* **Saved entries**
═══
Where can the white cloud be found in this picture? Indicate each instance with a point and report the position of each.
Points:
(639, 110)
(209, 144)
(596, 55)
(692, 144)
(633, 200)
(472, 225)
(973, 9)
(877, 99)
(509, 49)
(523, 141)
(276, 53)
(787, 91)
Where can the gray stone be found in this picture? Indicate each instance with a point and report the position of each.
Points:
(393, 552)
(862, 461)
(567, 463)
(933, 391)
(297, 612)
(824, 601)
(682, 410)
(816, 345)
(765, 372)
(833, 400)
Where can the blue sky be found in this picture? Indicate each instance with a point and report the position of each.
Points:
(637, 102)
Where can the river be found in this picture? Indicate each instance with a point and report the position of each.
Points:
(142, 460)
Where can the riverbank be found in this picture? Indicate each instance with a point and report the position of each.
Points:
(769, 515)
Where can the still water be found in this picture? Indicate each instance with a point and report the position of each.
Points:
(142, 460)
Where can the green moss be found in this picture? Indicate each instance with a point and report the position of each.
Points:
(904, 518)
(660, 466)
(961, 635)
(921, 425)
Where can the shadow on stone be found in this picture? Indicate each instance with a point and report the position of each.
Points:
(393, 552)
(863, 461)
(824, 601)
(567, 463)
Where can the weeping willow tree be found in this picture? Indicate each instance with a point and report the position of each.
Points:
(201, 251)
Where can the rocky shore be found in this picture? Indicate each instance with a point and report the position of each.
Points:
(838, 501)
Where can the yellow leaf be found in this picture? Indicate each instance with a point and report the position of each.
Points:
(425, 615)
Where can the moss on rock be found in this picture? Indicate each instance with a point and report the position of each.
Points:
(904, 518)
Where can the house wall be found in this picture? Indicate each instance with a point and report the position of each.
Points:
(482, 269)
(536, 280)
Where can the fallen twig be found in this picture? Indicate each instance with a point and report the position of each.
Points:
═══
* **TASK ITEM**
Your reply should consist only of the lines from the one containing "Where can the yellow" through the last line of the records, each reproduced exactly.

* **EXPECTED ANSWER**
Where can the yellow leaf be found in this picture? Indicate each instance with a point and report the position of each.
Points:
(425, 615)
Where can the moss on rock be found in this picture? Indicate each instance with a point and report the position of each.
Points:
(904, 518)
Where can the house wall be found in this picture? Indicate each instance with a point and report the position of each.
Points:
(482, 269)
(536, 280)
Where can the fallen twig be found in this picture? Indicate each instance with a point and report the position of each.
Points:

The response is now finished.